_Task description_
All of the data below is to be printed again exactly.

_Record excerpts_
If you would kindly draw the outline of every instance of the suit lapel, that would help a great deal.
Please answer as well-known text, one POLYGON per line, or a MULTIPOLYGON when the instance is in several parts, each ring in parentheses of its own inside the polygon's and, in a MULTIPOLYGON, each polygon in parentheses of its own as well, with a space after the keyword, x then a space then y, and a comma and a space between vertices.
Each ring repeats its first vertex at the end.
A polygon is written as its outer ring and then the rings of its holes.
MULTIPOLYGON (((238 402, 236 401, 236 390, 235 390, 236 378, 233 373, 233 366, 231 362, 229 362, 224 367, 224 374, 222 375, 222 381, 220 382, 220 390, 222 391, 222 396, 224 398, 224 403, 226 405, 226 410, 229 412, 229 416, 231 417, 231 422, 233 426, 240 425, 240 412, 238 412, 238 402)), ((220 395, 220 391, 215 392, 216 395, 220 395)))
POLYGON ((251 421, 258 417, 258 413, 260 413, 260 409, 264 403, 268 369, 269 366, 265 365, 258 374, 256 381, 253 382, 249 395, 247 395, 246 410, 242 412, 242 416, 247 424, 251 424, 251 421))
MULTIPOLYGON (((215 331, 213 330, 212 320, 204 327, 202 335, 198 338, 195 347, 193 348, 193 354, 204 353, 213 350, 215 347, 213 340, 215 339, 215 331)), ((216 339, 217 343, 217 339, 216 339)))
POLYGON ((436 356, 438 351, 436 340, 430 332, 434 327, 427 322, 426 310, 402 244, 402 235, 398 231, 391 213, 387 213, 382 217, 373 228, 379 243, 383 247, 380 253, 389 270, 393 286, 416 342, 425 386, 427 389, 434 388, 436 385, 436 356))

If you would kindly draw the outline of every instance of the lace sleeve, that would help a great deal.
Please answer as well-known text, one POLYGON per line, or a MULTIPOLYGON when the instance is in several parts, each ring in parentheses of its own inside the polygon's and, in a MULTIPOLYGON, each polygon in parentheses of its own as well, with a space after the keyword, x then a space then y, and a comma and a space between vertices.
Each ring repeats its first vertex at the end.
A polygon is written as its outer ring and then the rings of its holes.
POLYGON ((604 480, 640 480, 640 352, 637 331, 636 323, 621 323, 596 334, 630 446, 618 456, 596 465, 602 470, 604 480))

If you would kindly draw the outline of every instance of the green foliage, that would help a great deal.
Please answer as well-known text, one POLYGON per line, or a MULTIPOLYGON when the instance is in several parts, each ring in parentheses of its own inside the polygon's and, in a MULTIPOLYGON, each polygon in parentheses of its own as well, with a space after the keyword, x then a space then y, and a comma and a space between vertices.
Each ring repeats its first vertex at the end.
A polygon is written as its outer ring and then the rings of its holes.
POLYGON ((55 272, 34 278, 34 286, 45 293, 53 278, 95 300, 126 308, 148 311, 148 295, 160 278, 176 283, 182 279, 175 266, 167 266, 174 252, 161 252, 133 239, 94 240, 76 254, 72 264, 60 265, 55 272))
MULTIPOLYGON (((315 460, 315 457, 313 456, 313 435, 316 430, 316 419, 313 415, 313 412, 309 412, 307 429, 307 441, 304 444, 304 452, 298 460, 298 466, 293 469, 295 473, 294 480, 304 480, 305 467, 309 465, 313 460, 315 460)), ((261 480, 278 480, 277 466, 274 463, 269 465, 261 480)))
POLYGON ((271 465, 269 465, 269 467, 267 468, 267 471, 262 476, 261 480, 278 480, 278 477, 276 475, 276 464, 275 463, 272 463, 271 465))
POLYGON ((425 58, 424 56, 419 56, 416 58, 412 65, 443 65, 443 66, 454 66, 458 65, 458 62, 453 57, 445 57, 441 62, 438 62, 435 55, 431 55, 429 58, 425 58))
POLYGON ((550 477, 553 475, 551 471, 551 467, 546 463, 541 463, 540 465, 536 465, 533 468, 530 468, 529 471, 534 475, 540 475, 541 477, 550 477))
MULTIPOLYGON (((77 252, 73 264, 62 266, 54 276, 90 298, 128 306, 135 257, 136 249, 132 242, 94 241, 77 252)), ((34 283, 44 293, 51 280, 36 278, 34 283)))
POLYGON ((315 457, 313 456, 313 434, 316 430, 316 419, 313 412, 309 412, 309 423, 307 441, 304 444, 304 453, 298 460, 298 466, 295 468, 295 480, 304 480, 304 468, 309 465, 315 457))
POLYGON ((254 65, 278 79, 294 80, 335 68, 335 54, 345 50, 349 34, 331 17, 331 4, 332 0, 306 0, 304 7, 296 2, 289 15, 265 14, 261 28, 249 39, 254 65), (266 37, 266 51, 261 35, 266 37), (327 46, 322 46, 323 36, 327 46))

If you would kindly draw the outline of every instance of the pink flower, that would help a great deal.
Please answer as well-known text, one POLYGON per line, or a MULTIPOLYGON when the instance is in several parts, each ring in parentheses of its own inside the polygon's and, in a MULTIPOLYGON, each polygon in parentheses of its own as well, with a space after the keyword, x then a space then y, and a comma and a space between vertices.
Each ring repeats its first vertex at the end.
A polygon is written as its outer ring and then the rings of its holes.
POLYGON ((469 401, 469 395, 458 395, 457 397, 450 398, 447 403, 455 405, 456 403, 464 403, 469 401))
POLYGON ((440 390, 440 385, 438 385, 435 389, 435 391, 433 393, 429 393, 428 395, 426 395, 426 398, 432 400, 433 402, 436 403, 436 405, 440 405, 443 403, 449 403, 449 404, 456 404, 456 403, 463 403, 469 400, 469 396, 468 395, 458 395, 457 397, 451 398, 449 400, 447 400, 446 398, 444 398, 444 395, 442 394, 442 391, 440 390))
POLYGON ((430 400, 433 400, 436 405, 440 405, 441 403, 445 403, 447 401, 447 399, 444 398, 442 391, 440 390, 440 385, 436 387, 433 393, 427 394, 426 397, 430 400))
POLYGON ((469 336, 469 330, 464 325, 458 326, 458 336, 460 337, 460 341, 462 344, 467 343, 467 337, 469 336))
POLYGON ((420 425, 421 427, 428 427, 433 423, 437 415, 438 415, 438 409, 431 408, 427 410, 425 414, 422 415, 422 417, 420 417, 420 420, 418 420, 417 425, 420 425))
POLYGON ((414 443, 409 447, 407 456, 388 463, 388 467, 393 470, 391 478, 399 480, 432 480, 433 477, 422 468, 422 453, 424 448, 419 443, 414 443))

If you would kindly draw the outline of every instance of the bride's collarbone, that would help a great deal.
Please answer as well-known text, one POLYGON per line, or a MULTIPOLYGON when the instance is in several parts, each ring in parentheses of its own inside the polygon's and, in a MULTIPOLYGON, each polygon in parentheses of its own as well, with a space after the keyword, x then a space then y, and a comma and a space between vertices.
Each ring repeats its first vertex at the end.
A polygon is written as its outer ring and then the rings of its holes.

_Output for this task_
If you would kindly draw the outline of every instance of the suit lapel, that would help a great deal.
Please answer as well-known text, one POLYGON per line, or a MULTIPOLYGON when the instance is in several parts, each ring in parentheses of its own inside the polygon's and, in a MULTIPOLYGON, each polygon in parentheses of its own as well, with a space after the keyword, x then a space then y, and a comma and a space between vertices.
Each ring repeats its first vertex at the end.
A polygon is written as its outer ring and then the rings of its holes.
MULTIPOLYGON (((238 402, 236 401, 236 390, 235 390, 236 378, 233 373, 233 366, 231 362, 229 362, 224 367, 224 374, 222 375, 222 381, 220 382, 220 390, 222 391, 222 396, 224 398, 224 403, 226 405, 226 410, 229 412, 229 416, 231 417, 231 422, 233 426, 240 425, 240 412, 238 412, 238 402)), ((220 395, 220 391, 215 392, 216 395, 220 395)))
POLYGON ((251 421, 258 417, 258 413, 260 413, 260 409, 264 403, 268 369, 269 366, 265 365, 258 374, 256 381, 253 382, 249 395, 247 395, 246 410, 242 412, 242 416, 247 424, 251 424, 251 421))
MULTIPOLYGON (((215 331, 213 330, 212 320, 204 327, 202 335, 198 338, 195 347, 193 348, 193 354, 204 353, 213 350, 215 347, 213 340, 215 339, 215 331)), ((216 339, 217 343, 217 339, 216 339)))
POLYGON ((436 356, 438 351, 436 340, 430 332, 434 327, 427 322, 426 310, 402 244, 402 235, 398 231, 391 213, 387 213, 382 217, 373 228, 379 243, 383 247, 380 253, 389 270, 393 286, 416 342, 425 386, 427 389, 434 388, 436 385, 436 356))

If you would kindly draw the outline of every instance of the lace sleeve, that would help a great deal.
Please answer as well-known text, one POLYGON per line, or a MULTIPOLYGON when the instance is in several parts, each ring in parentheses of its own inside the polygon's and, in a MULTIPOLYGON, each polygon in parentheses of its own as well, with a space after the keyword, x then a space then y, and a comma and a space between vertices.
Each ring repeats its first vertex at the end.
A polygon is written as its outer ring and then the rings of its holes.
POLYGON ((604 480, 640 480, 640 352, 637 331, 636 323, 621 323, 596 334, 630 446, 618 456, 596 465, 602 470, 604 480))

If you would kindly draw the outline of every instance of the green foliage, that would help a great deal.
Please answer as well-known text, one POLYGON per line, or a MULTIPOLYGON when the instance is in several parts, each ring in parentheses of its own inside the polygon's and, in a MULTIPOLYGON, each polygon in parentheses of its own as well, with a space after the keyword, x then a space then y, and a comma and a space between vertices.
Each ring repeats its first vertex at the end.
A polygon is written as its outer ring and then the rings of its holes.
POLYGON ((55 272, 34 278, 34 286, 45 293, 53 278, 95 300, 126 308, 148 311, 148 295, 160 278, 176 283, 182 279, 175 266, 167 266, 174 252, 161 252, 133 239, 94 240, 76 254, 72 264, 60 265, 55 272))
MULTIPOLYGON (((315 460, 315 457, 313 456, 313 435, 316 430, 316 419, 313 415, 313 412, 309 412, 307 429, 307 441, 304 444, 304 452, 298 460, 298 466, 293 469, 295 473, 294 480, 304 480, 305 467, 309 465, 313 460, 315 460)), ((261 480, 278 480, 277 466, 274 463, 269 465, 261 480)))
POLYGON ((271 465, 269 465, 269 467, 267 468, 267 471, 262 476, 261 480, 278 480, 278 477, 276 475, 276 464, 275 463, 272 463, 271 465))
POLYGON ((425 58, 424 56, 419 56, 416 58, 412 65, 443 65, 443 66, 454 66, 458 65, 458 62, 453 57, 445 57, 441 62, 438 62, 435 55, 431 55, 429 58, 425 58))
POLYGON ((550 477, 553 475, 551 471, 551 467, 546 463, 541 463, 540 465, 536 465, 533 468, 530 468, 529 471, 534 475, 540 475, 541 477, 550 477))
MULTIPOLYGON (((77 252, 73 264, 62 266, 54 276, 90 298, 128 306, 135 257, 136 249, 132 242, 94 241, 77 252)), ((34 283, 44 293, 51 280, 36 278, 34 283)))
POLYGON ((315 457, 313 456, 313 434, 316 430, 316 419, 313 412, 309 412, 309 423, 307 441, 304 444, 304 453, 298 460, 298 466, 295 468, 295 480, 304 480, 304 468, 309 465, 315 457))
POLYGON ((254 65, 278 79, 294 80, 335 68, 335 54, 345 50, 349 34, 331 17, 331 4, 332 0, 306 0, 304 7, 296 2, 289 15, 265 14, 261 28, 249 39, 254 65), (266 37, 266 51, 261 35, 266 37), (327 46, 322 46, 323 36, 327 46))

If you would kindly draw the outline of every instance of the pink flower, that would help a great deal.
Please answer as well-known text, one POLYGON per line, or a MULTIPOLYGON when the instance is in several parts, each ring in parentheses of its own inside the polygon's and, in a MULTIPOLYGON, each polygon in parentheses of its own as well, with a space after the keyword, x then a space then y, and a comma and a space between vertices.
Each ring repeats its first vertex at the end.
A polygon is written as its outer ring and then the rings of its holes.
POLYGON ((469 401, 469 395, 458 395, 457 397, 450 398, 447 403, 455 405, 456 403, 464 403, 469 401))
POLYGON ((440 390, 440 385, 438 385, 435 389, 435 391, 433 393, 429 393, 428 395, 426 395, 426 398, 432 400, 433 402, 436 403, 436 405, 440 405, 443 403, 449 403, 449 404, 456 404, 456 403, 463 403, 469 400, 469 396, 468 395, 458 395, 457 397, 451 398, 449 400, 447 400, 446 398, 444 398, 444 395, 442 394, 442 391, 440 390))
POLYGON ((430 400, 433 400, 436 405, 440 405, 441 403, 445 403, 447 401, 447 399, 444 398, 442 391, 440 390, 440 385, 436 387, 433 393, 427 394, 426 397, 430 400))
POLYGON ((469 336, 469 330, 464 325, 458 326, 458 336, 460 337, 460 341, 462 344, 467 343, 467 337, 469 336))
POLYGON ((420 425, 421 427, 428 427, 433 423, 437 415, 438 415, 438 409, 431 408, 427 410, 425 414, 422 415, 422 417, 420 417, 420 420, 418 420, 417 425, 420 425))
POLYGON ((414 443, 409 447, 407 456, 388 463, 388 467, 393 470, 391 478, 399 480, 432 480, 433 477, 422 468, 422 453, 424 448, 419 443, 414 443))

If you would kindly draw the outline of every instance of the bride's collarbone, that would help a great deal.
Please answer as well-known text, one POLYGON per line, or a MULTIPOLYGON when the instance is in several parts, each ring in parentheses of its own inside the polygon's and, in a MULTIPOLYGON, each polygon in parentheses of its own as well, with a space after the keyword, x then a space then y, and a comma and a space between vertices.
Each ring repeats its first vertex at the end.
A polygon is written as its outer ring and then the rings of its holes.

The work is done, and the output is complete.